Passage shown —
So that you can better understand, I will tell you a short story about my life. I grew up in a small provincial town in the southern part of Romania, Wallachia. My parents separated when I was a child. I grew up living with my mother’s grandparents, mostly and with my mother. In this context, I inherited a transgenerational trauma from the family, linked with a tragic event that occurred many years ago. When my mom was a teenager, her sister died in a car accident. They were together in the same car, going to the University of Medicine in Bucharest for their first exam session of the first year at Uni. My grandfather was driving. The weather conditions were terrible, they had poor visibility, and the car impacted a truck that was illegally stopped on the first line of the national road.
This tragic event left physical and emotional scars on everyone in our family.
In Romania, there was still the communist regime 50-60 years ago. Of course, there were no therapists to help people process loss and grief. I think that my grandparents and my mother never fully recovered from this tragedy. So they were always super protective and cautions. I grew up in an environment that was aversive towards taking any risk or trying new things. It took me a while to learn how to drive a car and to do it without being extremely and continuously anxious that something terrible will happen.
So, how do I find the courage to travel solo?
Fast forward today, it still takes me a long time until I can allow myself to experience new adventures alone. Somehow I always had this internal drive to challenge my limits, but I struggle with high levels of anxiety before actually doing it. Solo travel makes no exception from this.
My ability to go on adventures alone comes from perseverance and acting despite the fear. I can allow myself to take the time to be comfortable enough with the idea. Then make small steps towards my goal and bear with the anxiety.
Also, planning helps me cope better with fear. It gives me a sense of predictability that is necessary for me to be able to form an idea of my future experience mentally. It also contributes to increasing my desire for the positive aspects of that experience through anticipation. This way, I am focusing less on fear.
So in the present, my adventures are mostly linked to traveling solo and trying new things in those destinations: meeting new people, cultures, and spending time in these new natural environments. I discovered that it helps me develop different perspectives on my life, and I always come back home with new learnings.

What you need to do —
1: In the passage about family trauma and solo travel, where were the mother and her sister going when the accident happened?
2: Carry on the passage about family trauma and solo travel, starting after its final sentence.

Listed entries —
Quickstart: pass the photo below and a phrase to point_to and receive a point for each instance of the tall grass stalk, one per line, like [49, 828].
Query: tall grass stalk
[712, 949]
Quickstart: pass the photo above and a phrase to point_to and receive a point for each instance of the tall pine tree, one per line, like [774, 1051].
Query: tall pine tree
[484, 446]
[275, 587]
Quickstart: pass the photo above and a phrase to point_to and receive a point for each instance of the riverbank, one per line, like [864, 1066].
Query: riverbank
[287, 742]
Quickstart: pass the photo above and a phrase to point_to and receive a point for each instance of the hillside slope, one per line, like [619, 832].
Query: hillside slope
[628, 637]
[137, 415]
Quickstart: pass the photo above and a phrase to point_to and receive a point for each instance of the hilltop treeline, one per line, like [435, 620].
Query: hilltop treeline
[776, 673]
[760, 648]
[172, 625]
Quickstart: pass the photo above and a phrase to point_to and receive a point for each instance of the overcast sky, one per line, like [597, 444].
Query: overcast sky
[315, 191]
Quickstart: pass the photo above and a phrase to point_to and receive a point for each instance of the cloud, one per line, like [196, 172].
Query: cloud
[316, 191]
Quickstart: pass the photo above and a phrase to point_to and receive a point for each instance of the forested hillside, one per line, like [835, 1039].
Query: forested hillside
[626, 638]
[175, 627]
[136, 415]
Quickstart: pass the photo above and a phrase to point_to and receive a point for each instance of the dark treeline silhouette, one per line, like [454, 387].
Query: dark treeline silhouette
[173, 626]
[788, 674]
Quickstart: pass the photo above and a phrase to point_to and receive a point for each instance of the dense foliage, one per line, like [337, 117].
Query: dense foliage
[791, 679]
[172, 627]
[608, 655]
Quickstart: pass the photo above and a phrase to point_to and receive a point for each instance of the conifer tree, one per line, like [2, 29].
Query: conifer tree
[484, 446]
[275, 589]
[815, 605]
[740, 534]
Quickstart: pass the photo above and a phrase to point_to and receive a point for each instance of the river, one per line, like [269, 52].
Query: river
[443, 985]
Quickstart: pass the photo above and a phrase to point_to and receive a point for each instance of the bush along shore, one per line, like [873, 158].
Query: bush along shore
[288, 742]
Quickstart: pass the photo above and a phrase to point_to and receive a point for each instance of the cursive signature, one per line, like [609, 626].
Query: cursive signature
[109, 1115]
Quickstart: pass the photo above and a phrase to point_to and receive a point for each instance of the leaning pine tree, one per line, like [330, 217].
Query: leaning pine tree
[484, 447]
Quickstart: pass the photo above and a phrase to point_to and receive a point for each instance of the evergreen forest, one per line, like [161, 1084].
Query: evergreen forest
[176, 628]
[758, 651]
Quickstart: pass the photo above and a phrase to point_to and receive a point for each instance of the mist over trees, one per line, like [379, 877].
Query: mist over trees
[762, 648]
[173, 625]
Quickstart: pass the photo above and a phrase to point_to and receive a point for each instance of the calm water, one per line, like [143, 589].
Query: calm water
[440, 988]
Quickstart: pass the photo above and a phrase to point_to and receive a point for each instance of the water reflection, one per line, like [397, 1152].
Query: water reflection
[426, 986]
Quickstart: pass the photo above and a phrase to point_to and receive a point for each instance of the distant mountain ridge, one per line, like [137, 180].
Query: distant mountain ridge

Answers to the tasks —
1: They were going to the University of Medicine in Bucharest for their first exam session of the first year.

2:
So yes, I think I also enjoy more being a beginner and allowing myself to learn and experience the unknown than trying to become an expert of what I am already familiar with.
Seeing both sides of the story
In the end, I am grateful for my family legacy. I believe it is, in fact, a gift. Because, you see, together with the trauma, I also inherited the immense love that my grandparents had for the great outdoors, for the mountains, nature, and for going off the beaten track trails. And so I am capable of testing my limits with prudence. By learning how to take risks and regulating the high anxiety levels, I brought back to life their love for exploration, which disappeared together with their beloved daughter, my aunt.
If there is one thing that I would like you to take with you from this story, it is that no matter where you come from, you can also build the courage to travel solo and meet new people on your way.
I don’t think that everything you set your mind to you will achieve. You have to know and consider your limitations. Staying grounded, conscious, capable of introspection, combined with perseverance and grit, will get you further than you have ever imagined. And if it seems hard, don’t run from it, do your best. In this way, you build resilience. You can apply this principle for every aspect of your life: physical fitness, business, personal development, you name it.
Solo travel or with new, unknown people is incredibly rewarding. You circle expands, you meet people who maybe you wouldn’t have had the chance to meet in another context. And you learn so much from them. It is worth it.